Required action - Here is the task for the records below: repeat exactly the lines from the one with "244L65 246L66 322L110" to the one with "318L283 325L280 242L231", both included, and nothing else.

BEGIN Information supplied

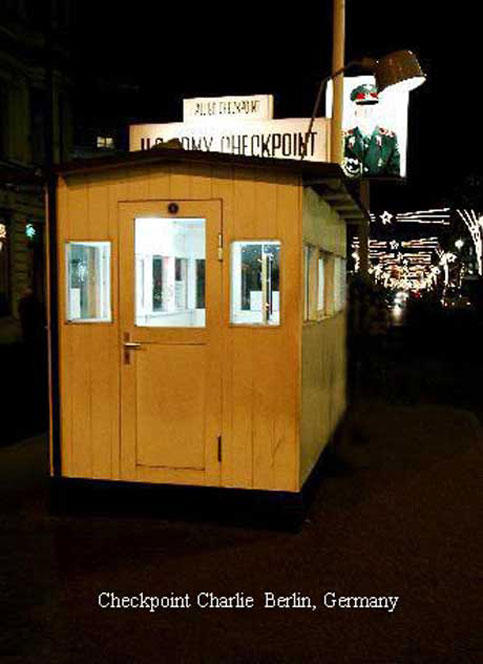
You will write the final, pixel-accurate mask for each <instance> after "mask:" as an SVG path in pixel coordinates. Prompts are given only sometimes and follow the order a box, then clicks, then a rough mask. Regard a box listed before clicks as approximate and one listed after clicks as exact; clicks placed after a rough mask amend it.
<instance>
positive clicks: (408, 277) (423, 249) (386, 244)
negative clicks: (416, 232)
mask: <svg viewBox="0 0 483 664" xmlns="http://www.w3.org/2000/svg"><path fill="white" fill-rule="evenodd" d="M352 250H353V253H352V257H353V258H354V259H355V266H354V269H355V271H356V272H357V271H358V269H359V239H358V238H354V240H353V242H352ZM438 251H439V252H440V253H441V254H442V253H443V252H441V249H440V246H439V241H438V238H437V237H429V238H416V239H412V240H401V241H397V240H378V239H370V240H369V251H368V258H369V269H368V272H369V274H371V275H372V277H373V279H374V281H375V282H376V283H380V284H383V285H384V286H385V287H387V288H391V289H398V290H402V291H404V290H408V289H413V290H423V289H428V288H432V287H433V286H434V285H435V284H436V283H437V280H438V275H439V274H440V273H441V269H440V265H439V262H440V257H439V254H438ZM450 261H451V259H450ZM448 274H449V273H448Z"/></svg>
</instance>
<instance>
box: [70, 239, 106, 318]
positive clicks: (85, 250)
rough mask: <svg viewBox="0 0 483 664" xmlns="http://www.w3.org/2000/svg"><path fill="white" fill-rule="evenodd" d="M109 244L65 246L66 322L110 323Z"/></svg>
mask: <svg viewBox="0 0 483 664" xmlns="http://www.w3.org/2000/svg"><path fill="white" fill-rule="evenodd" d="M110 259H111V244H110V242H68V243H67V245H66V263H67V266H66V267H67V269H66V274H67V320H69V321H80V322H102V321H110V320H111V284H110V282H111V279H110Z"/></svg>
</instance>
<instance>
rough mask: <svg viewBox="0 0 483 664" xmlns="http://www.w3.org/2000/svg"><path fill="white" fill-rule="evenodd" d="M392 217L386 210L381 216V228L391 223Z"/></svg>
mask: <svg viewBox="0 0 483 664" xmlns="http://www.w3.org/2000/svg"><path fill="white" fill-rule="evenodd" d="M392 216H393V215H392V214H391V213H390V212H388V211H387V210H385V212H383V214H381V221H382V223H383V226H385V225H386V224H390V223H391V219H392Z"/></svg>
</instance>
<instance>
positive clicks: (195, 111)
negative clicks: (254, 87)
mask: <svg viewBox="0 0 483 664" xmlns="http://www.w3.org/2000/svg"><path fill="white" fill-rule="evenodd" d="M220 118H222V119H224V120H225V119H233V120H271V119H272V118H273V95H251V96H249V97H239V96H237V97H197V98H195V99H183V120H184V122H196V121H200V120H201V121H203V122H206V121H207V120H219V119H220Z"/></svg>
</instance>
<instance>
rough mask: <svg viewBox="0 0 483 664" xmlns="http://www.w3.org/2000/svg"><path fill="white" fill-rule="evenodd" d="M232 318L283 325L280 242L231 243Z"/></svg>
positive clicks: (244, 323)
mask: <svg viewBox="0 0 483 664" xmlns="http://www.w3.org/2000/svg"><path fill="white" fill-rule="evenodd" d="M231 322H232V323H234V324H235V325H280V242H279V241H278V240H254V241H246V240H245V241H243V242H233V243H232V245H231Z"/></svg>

END Information supplied
BEGIN Information supplied

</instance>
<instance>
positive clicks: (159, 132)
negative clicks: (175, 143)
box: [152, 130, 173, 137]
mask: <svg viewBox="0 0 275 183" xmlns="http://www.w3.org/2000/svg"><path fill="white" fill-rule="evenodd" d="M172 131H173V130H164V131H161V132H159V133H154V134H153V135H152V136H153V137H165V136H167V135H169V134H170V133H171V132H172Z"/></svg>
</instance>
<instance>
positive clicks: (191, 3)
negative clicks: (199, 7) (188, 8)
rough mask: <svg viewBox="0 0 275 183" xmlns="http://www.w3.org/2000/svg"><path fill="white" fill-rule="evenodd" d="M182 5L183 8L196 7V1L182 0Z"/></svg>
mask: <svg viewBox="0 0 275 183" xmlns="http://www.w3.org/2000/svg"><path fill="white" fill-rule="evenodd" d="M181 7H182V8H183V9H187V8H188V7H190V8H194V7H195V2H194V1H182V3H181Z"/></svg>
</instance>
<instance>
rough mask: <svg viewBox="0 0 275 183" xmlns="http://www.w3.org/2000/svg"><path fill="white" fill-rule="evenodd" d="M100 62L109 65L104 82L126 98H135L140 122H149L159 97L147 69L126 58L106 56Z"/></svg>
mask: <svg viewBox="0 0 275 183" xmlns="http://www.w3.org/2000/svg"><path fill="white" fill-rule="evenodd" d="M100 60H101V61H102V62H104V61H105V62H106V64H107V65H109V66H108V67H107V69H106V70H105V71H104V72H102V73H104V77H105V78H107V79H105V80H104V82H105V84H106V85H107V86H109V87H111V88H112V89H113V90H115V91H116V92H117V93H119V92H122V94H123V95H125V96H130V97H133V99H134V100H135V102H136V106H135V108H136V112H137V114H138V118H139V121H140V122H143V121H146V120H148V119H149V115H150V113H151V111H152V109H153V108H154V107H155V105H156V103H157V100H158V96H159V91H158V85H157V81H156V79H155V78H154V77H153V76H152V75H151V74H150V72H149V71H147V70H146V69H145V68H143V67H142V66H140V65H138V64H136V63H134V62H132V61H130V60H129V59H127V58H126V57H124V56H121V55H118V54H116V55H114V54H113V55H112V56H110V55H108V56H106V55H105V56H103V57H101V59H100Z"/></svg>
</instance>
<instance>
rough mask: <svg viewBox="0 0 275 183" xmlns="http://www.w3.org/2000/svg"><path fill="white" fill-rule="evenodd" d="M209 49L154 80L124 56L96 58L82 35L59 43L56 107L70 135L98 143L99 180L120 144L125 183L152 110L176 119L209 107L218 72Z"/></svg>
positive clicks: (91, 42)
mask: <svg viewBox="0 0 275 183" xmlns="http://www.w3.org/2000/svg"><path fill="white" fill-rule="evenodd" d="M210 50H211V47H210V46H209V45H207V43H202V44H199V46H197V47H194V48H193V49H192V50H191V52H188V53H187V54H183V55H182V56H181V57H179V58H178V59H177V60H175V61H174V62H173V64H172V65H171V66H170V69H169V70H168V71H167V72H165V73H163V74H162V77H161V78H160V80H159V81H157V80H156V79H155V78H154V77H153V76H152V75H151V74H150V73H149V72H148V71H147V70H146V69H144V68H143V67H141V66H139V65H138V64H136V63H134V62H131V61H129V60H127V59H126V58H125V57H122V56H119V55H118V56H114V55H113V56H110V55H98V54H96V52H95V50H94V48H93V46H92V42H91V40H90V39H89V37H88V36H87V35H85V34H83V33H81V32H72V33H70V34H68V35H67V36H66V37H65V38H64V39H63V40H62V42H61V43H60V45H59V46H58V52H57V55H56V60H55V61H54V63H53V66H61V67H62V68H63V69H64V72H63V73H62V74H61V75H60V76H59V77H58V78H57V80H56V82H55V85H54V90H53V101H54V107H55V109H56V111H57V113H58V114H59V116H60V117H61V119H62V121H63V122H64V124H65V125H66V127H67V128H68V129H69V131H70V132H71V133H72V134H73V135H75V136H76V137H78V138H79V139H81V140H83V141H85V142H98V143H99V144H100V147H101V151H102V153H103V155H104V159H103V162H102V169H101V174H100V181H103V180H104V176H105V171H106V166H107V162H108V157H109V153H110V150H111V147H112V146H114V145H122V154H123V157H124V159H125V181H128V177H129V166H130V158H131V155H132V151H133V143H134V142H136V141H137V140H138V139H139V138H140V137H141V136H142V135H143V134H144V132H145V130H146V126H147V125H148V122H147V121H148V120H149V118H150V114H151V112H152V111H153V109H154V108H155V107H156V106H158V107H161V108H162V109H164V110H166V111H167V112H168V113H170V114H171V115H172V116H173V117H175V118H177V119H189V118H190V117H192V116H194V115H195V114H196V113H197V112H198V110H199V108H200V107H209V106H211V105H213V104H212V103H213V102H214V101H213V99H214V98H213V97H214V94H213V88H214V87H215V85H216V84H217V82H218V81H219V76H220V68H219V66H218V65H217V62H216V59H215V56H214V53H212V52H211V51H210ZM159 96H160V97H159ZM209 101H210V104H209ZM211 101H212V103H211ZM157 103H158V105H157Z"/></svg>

END Information supplied

Response -
rough mask: <svg viewBox="0 0 483 664" xmlns="http://www.w3.org/2000/svg"><path fill="white" fill-rule="evenodd" d="M109 244L65 246L66 322L110 323Z"/></svg>
mask: <svg viewBox="0 0 483 664" xmlns="http://www.w3.org/2000/svg"><path fill="white" fill-rule="evenodd" d="M110 259H111V244H110V242H68V243H67V245H66V263H67V266H66V267H67V269H66V274H67V320H69V321H80V322H102V321H110V320H111V284H110V282H111V279H110Z"/></svg>
</instance>
<instance>
rough mask: <svg viewBox="0 0 483 664" xmlns="http://www.w3.org/2000/svg"><path fill="white" fill-rule="evenodd" d="M392 217L386 210L381 216V228L391 223Z"/></svg>
mask: <svg viewBox="0 0 483 664" xmlns="http://www.w3.org/2000/svg"><path fill="white" fill-rule="evenodd" d="M392 216H393V215H392V214H391V213H390V212H388V211H387V210H385V212H383V214H381V221H382V223H383V226H385V225H386V224H390V223H391V219H392Z"/></svg>
</instance>
<instance>
positive clicks: (195, 111)
negative clicks: (254, 87)
mask: <svg viewBox="0 0 483 664" xmlns="http://www.w3.org/2000/svg"><path fill="white" fill-rule="evenodd" d="M220 118H222V119H224V120H225V119H233V120H271V119H272V118H273V95H251V96H249V97H239V96H237V97H197V98H195V99H183V120H184V122H196V121H200V120H201V121H203V122H206V121H207V120H219V119H220Z"/></svg>
</instance>
<instance>
rough mask: <svg viewBox="0 0 483 664" xmlns="http://www.w3.org/2000/svg"><path fill="white" fill-rule="evenodd" d="M232 318L283 325L280 242L231 243Z"/></svg>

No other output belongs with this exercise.